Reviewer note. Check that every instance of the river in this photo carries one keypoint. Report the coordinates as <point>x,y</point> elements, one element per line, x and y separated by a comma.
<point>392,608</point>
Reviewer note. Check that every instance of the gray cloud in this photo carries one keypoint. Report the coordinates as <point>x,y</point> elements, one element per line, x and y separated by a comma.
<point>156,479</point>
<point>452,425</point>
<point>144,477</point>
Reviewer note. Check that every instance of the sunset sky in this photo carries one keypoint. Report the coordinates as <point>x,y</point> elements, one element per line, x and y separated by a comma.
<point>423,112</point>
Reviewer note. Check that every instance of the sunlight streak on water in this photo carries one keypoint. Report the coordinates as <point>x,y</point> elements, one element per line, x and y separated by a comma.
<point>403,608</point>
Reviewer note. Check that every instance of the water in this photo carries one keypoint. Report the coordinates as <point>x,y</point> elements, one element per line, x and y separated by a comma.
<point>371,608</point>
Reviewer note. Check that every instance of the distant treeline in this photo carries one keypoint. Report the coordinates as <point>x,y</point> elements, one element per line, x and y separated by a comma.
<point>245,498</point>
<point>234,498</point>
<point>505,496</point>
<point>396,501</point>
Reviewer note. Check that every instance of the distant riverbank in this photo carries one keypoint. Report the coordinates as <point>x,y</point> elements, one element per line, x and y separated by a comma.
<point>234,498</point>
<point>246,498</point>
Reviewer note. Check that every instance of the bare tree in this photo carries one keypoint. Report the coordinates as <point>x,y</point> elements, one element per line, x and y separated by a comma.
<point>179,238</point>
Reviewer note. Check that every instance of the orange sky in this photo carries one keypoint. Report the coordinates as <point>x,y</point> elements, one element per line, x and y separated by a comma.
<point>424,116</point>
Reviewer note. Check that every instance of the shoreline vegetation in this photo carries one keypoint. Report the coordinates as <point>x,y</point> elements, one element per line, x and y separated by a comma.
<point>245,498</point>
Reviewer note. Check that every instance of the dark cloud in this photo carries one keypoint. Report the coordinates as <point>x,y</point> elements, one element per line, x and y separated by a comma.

GIVEN PROBLEM
Update the rows above by replacing "keypoint" with "marker" wherever it occurs. Leave everything else unchanged.

RESPONSE
Reviewer note. Check that every instance of the river in this photo carries one marker. Report the coordinates as <point>x,y</point> elements, one element per line, x and y separated by a comma.
<point>392,608</point>
Reviewer note. Check that every instance of the gray cloud in this photo carries one marker. Report the coordinates as <point>x,y</point> elements, one element per line, x and y separated by a comma.
<point>156,479</point>
<point>452,425</point>
<point>144,477</point>
Reviewer note. Check that every instance of the sunset sky in this photo carries one marker. Report the coordinates as <point>x,y</point> elements, one element per line, x and y separated by a comma.
<point>423,112</point>
Reviewer note. Check that every instance of the sunlight streak on water in this photo carries one marker. Report the coordinates as <point>x,y</point> elements, one element per line, x and y separated by a comma.
<point>403,608</point>
Reviewer note. Check that every instance of the water in this photo carries one marker. Report the coordinates as <point>x,y</point> elements, one element per line, x and y separated by a comma.
<point>371,608</point>
Reviewer note. Check that every instance of the distant treeline in this photo carries one marker. Report the coordinates as <point>x,y</point> elements, one element per line, x and y separated by a comma.
<point>245,498</point>
<point>234,498</point>
<point>505,496</point>
<point>396,501</point>
Reviewer note. Check that every instance of the distant riverbank in this photo carries one marker. Report the coordinates as <point>x,y</point> elements, one element per line, x and y separated by a comma.
<point>234,498</point>
<point>246,498</point>
Reviewer note. Check that every instance of the bare tree in this photo carries one marker. Report the coordinates as <point>x,y</point> elements, one element per line, x and y separated by a comma.
<point>179,238</point>
Reviewer note. Check that every instance of the orange sky in this photo carries one marker. Report the coordinates as <point>x,y</point> elements, one element per line, x and y separated by a comma.
<point>424,116</point>
Reviewer note. Check that every instance of the shoreline vegetation in this photo carries one marker. Report the coordinates as <point>x,y</point> elements, one element per line, x and y separated by a comma.
<point>245,498</point>
Reviewer note. Check that every instance of the dark cloud in this photo carries one marker. Report the coordinates as <point>x,y</point> elements, one element per line, x and y separated by a comma.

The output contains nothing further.